* **SET TASK**:
Leave out the images; return the rest of the data exactly.

Entries from a pointing dataset:
- - -
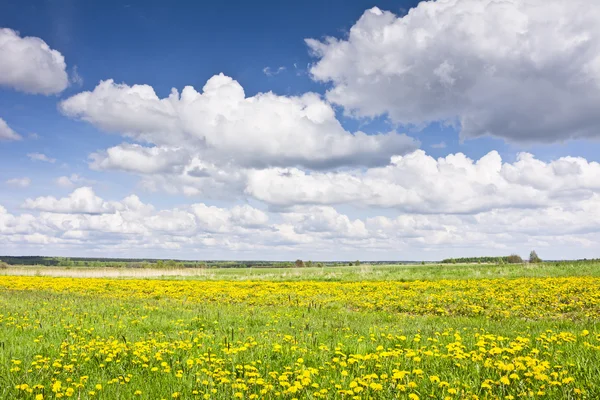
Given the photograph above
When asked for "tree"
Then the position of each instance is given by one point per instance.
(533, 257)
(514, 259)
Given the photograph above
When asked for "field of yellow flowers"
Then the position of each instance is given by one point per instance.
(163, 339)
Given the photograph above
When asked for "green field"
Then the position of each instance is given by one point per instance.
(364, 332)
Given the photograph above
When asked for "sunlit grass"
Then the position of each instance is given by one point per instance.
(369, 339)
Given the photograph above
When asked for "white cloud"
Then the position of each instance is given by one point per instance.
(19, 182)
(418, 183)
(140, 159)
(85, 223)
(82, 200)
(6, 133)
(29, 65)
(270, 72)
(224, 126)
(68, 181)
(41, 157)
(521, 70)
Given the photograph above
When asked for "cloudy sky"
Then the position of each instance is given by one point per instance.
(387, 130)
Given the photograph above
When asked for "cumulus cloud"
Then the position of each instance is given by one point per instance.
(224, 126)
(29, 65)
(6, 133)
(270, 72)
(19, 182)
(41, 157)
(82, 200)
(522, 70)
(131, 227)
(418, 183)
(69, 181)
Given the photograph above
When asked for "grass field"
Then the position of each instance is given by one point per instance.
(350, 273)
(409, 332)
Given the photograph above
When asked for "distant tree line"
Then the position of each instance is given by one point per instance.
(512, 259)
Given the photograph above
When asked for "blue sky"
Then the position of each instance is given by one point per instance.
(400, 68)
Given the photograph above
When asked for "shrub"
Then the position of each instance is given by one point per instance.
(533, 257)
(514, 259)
- - -
* **THE ANSWER**:
Given the photograph above
When asked for "tree"
Then the position of each instance is given by one point per instance.
(533, 257)
(514, 259)
Given the photograph above
When asked for "field of yellow flowers"
Then the position of each instance is given by one point per instance.
(163, 339)
Given the photograph above
When asked for "green field"
Then the position of each instance is given by one point per instance.
(364, 332)
Given the photograph above
When asked for "sunlit grass"
Then the position of each instance is given by one point per instance.
(369, 339)
Given the photograph above
When asked for "white cloud"
Then the position of each instance is given by one point per instance.
(19, 182)
(418, 183)
(140, 159)
(85, 223)
(82, 200)
(6, 133)
(29, 65)
(270, 72)
(224, 126)
(68, 181)
(41, 157)
(521, 70)
Given the photograph above
When asked for "cloudy sky"
Then the position of each instance is given by one point per instance.
(387, 130)
Given the photograph above
When asked for "cumulus cloud"
Then the position of each instance is given by one point per instance.
(224, 126)
(29, 65)
(6, 133)
(270, 72)
(19, 182)
(41, 157)
(82, 200)
(522, 70)
(131, 227)
(418, 183)
(69, 181)
Given the photograph above
When asked for "grass field"
Then the position of each instance is given by one point per instance.
(350, 273)
(409, 332)
Given the photograph above
When asked for "distant tree line"
Then the position of each instance is given by one point per instance.
(512, 259)
Given the photograph above
When asked for "blue sky"
Then the position of each instance is given by one point per instance.
(400, 68)
Given the photograph above
When asked for "shrub"
Then the position of each instance is given by one point per instance.
(533, 257)
(514, 259)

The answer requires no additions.